[[ Dataset records open ]]

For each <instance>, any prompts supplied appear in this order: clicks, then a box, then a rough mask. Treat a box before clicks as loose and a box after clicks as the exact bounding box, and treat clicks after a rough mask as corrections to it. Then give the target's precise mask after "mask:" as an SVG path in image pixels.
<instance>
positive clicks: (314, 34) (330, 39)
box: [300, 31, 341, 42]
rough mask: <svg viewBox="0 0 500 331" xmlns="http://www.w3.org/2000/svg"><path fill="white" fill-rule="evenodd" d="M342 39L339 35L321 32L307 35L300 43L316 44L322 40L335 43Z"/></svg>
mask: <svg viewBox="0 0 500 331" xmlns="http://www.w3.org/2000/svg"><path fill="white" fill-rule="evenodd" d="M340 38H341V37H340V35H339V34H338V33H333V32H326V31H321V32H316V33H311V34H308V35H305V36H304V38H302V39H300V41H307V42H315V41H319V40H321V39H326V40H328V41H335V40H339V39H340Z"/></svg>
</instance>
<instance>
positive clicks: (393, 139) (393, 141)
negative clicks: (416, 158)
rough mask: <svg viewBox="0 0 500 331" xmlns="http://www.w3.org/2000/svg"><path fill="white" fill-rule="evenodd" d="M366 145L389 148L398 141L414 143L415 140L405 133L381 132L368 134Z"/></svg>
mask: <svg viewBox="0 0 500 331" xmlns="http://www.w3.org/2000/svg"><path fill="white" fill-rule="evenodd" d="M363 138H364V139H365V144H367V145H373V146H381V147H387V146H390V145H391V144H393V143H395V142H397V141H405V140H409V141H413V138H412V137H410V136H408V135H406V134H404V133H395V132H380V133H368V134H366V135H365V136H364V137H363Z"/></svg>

[[ Dataset records closed ]]

**Brief**
Your answer must be the line containing "145L389 148L398 141L414" and each line after it in the listing above, copied exactly.

**Answer for the task**
rough mask: <svg viewBox="0 0 500 331" xmlns="http://www.w3.org/2000/svg"><path fill="white" fill-rule="evenodd" d="M366 145L389 148L398 141L414 143L415 140L405 133L381 132L368 134Z"/></svg>
mask: <svg viewBox="0 0 500 331" xmlns="http://www.w3.org/2000/svg"><path fill="white" fill-rule="evenodd" d="M363 138H364V139H365V144H367V145H373V146H381V147H387V146H390V145H391V144H393V143H395V142H397V141H405V140H409V141H413V138H412V137H410V136H408V135H406V134H404V133H395V132H380V133H368V134H366V135H365V136H364V137H363Z"/></svg>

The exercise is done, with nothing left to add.